Reproduce the items below verbatim, from their first line through the line containing "x=432, y=458", with both of those lines included.

Collected data entries
--- start ---

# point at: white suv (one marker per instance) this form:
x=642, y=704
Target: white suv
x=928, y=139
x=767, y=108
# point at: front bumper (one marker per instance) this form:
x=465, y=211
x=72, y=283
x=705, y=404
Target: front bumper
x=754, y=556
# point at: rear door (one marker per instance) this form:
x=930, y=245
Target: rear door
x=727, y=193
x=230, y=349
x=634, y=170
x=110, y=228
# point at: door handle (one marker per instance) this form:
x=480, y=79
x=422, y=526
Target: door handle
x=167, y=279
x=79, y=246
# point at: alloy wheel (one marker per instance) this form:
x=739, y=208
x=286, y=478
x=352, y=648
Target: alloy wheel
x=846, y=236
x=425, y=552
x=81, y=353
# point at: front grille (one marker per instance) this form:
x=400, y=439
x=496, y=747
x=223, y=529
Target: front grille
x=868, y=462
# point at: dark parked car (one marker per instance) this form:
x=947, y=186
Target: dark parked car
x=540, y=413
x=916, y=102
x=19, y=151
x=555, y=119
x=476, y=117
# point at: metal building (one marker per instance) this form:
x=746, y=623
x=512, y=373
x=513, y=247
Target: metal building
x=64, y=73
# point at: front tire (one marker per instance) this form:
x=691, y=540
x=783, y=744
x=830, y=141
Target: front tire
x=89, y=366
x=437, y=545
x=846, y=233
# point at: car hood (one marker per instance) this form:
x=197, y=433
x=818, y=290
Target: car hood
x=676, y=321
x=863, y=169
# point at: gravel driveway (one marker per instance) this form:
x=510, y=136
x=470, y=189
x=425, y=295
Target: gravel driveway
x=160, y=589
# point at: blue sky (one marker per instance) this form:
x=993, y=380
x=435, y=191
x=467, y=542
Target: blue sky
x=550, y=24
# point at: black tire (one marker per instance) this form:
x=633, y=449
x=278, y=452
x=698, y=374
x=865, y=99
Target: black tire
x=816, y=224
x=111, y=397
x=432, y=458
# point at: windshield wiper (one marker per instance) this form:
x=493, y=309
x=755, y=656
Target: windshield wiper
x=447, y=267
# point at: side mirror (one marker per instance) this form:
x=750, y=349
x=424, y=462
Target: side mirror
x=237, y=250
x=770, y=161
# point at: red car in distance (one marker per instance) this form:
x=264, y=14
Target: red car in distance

--- end ---

— Output below —
# point at: white suv (one marker per instance) this form:
x=642, y=704
Target: white suv
x=928, y=139
x=767, y=108
# point at: front bumper (one marker per instance) this form:
x=465, y=211
x=72, y=283
x=705, y=404
Target: front bumper
x=754, y=556
# point at: rear door (one marker per instance) this form:
x=930, y=245
Target: rear door
x=727, y=193
x=230, y=349
x=634, y=170
x=110, y=228
# point at: door handle (one marker per instance) this form:
x=480, y=79
x=422, y=526
Target: door handle
x=167, y=279
x=79, y=246
# point at: alloy wheel (one marker per instance) this form:
x=739, y=208
x=286, y=478
x=352, y=648
Target: alloy wheel
x=846, y=236
x=425, y=552
x=81, y=353
# point at: front grille (one marker per instance) this form:
x=400, y=439
x=496, y=747
x=223, y=529
Target: front grille
x=868, y=462
# point at: dark parked car (one marker per instance) this form:
x=947, y=186
Target: dark parked car
x=540, y=413
x=916, y=102
x=19, y=151
x=555, y=119
x=476, y=117
# point at: metal building (one marker per instance) this form:
x=746, y=623
x=512, y=373
x=513, y=247
Target: metal building
x=64, y=73
# point at: front tire (one marker per instance) this form:
x=691, y=540
x=783, y=744
x=830, y=141
Target: front tire
x=89, y=366
x=437, y=545
x=846, y=233
# point at: car hood (one marker per instance) this form:
x=197, y=433
x=818, y=290
Target: car hood
x=676, y=321
x=863, y=169
# point at: gravel driveway (one marker per instance) this form:
x=510, y=136
x=470, y=189
x=425, y=295
Target: gravel driveway
x=160, y=589
# point at: blue sky (one marker per instance) this form:
x=993, y=380
x=435, y=191
x=467, y=542
Target: blue sky
x=550, y=24
# point at: black tire (one marker per instance) this form:
x=633, y=449
x=278, y=452
x=698, y=374
x=865, y=99
Target: black tire
x=816, y=224
x=111, y=397
x=432, y=458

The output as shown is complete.